**SOURCE MATERIAL:**

^^^^^^^^

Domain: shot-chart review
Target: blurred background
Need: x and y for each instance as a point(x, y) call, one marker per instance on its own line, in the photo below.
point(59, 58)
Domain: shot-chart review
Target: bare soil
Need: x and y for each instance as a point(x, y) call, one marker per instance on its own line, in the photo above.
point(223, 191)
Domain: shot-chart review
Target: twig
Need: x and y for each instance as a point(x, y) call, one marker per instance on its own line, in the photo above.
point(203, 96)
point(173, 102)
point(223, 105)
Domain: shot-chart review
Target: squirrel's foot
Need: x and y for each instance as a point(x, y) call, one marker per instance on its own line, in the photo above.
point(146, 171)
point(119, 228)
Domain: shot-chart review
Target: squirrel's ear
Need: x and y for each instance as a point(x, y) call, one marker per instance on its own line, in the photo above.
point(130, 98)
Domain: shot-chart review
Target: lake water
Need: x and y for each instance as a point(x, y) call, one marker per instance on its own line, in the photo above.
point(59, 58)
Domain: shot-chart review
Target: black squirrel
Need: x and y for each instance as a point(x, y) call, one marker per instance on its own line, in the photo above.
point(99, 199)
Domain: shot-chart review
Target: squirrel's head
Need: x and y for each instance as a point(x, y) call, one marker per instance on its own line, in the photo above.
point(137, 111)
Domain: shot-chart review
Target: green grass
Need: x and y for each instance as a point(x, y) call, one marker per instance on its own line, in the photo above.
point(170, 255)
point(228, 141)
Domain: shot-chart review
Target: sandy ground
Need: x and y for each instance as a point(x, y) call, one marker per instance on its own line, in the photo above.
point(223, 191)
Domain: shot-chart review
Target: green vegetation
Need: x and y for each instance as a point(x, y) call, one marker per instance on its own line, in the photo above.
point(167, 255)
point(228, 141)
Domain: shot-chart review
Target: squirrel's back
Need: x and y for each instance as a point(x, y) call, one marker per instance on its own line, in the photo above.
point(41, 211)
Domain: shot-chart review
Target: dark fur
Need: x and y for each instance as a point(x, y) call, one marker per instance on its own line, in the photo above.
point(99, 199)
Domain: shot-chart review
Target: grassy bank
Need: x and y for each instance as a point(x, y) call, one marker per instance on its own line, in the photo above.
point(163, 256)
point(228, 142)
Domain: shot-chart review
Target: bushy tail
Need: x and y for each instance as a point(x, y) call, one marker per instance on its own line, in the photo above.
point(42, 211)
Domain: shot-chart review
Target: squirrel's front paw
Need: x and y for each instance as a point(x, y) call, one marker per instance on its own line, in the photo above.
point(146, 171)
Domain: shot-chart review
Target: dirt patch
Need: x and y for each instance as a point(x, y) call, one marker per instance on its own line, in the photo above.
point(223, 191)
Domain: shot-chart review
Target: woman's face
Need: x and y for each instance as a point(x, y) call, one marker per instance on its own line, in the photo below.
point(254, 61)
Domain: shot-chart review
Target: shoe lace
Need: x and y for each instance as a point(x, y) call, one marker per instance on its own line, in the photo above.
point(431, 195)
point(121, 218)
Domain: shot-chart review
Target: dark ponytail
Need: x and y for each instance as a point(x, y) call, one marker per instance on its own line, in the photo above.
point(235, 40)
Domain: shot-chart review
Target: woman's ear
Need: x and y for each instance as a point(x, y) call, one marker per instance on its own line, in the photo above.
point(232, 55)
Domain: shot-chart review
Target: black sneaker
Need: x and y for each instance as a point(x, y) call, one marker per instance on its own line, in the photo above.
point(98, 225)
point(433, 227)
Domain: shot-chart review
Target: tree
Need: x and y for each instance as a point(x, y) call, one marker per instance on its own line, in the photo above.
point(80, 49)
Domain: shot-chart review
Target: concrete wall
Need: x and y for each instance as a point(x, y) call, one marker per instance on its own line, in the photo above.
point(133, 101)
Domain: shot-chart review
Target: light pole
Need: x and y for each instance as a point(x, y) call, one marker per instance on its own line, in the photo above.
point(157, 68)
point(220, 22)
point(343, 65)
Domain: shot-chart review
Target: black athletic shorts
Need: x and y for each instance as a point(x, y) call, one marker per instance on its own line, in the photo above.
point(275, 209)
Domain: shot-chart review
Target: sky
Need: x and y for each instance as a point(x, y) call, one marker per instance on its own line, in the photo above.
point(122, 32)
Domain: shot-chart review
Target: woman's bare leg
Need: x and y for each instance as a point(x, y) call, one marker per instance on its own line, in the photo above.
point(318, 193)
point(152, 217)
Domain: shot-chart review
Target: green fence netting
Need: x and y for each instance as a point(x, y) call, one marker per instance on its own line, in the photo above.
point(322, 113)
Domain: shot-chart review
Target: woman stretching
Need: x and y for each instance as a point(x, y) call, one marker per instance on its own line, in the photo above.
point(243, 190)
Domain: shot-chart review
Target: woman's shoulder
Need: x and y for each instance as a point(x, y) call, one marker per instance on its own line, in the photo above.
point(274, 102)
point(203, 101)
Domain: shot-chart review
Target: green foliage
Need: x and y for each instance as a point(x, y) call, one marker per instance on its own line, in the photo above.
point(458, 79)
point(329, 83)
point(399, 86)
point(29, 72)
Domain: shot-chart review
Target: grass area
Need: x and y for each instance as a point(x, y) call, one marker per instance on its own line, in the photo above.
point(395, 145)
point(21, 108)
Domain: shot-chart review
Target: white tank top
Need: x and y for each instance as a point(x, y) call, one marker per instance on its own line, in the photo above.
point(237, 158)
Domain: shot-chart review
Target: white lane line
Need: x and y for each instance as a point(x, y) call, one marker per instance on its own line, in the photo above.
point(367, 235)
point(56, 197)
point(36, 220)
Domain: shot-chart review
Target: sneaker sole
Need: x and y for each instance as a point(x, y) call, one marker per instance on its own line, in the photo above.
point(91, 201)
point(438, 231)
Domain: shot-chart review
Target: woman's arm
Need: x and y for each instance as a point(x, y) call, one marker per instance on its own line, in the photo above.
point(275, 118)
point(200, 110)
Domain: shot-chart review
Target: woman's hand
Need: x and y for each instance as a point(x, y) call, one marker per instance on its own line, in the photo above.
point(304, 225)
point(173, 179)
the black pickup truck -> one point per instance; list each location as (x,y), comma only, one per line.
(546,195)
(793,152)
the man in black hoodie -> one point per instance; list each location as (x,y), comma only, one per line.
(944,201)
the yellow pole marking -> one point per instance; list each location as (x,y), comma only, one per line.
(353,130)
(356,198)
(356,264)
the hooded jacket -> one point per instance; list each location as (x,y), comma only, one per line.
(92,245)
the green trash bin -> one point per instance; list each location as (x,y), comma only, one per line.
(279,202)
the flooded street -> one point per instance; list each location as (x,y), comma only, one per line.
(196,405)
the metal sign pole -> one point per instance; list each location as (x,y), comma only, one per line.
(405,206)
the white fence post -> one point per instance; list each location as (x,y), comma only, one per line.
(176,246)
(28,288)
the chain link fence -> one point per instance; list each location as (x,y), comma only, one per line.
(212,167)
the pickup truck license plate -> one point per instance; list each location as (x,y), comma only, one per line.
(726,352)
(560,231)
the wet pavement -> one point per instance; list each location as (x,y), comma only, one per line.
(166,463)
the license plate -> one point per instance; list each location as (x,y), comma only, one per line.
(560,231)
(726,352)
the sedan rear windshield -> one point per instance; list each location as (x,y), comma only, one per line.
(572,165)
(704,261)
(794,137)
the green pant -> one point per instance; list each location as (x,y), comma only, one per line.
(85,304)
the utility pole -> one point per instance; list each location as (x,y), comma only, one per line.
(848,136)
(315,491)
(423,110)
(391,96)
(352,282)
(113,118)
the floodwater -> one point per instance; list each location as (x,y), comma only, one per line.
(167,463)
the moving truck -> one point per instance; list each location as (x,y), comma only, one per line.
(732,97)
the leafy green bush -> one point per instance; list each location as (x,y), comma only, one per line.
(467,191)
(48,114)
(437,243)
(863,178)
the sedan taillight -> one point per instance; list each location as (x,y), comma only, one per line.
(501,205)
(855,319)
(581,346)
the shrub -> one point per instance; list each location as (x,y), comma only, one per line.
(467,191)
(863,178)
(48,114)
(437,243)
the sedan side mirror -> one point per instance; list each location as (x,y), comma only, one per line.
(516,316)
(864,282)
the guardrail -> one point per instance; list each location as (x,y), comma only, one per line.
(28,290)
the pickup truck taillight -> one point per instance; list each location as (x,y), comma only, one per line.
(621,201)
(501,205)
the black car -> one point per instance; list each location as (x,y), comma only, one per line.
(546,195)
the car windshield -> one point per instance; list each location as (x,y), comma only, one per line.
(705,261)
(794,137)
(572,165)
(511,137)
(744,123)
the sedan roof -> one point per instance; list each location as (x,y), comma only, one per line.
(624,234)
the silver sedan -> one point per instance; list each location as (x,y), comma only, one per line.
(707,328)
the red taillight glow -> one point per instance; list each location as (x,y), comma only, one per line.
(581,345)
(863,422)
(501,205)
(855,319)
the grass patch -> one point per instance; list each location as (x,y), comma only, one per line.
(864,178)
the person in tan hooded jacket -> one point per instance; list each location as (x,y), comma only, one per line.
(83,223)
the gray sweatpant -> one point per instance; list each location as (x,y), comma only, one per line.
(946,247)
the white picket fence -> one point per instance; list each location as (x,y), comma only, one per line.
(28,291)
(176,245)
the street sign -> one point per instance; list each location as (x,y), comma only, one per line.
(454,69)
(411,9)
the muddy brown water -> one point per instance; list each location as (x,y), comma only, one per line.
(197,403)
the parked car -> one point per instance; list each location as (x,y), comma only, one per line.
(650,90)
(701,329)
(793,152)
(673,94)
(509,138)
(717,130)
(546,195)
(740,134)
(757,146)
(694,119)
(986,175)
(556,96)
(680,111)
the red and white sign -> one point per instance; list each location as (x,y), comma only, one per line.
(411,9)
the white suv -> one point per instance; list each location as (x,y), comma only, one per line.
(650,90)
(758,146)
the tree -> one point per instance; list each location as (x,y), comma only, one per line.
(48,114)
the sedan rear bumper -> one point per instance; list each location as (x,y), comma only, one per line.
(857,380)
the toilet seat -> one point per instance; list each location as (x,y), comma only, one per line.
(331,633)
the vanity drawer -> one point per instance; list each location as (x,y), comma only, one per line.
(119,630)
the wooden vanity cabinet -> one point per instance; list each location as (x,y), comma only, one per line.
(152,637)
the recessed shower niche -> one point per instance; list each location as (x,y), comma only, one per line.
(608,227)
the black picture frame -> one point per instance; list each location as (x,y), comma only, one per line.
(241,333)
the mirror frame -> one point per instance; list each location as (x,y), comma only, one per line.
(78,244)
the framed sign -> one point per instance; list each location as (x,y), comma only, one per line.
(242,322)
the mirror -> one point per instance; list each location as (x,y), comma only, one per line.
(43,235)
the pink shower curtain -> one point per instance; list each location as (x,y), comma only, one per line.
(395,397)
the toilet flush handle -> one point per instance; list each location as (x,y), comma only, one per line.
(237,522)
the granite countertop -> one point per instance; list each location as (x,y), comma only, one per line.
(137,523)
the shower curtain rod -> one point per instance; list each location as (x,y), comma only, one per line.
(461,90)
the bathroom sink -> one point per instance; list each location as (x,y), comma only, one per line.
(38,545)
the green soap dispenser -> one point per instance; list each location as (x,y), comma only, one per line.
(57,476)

^^^^^^^^

**THE TASK:** If a line comes after the one with "Target: bare soil", leave it out; reproduce exactly every line of the material from the first up to and including that one.

**WRITTEN SOLUTION:**
Domain: shot-chart review
Target: blurred background
Need: x and y for each instance as a point(x, y) call, one marker per instance on its own line, in the photo below.
point(59, 58)
Domain: shot-chart review
Target: bare soil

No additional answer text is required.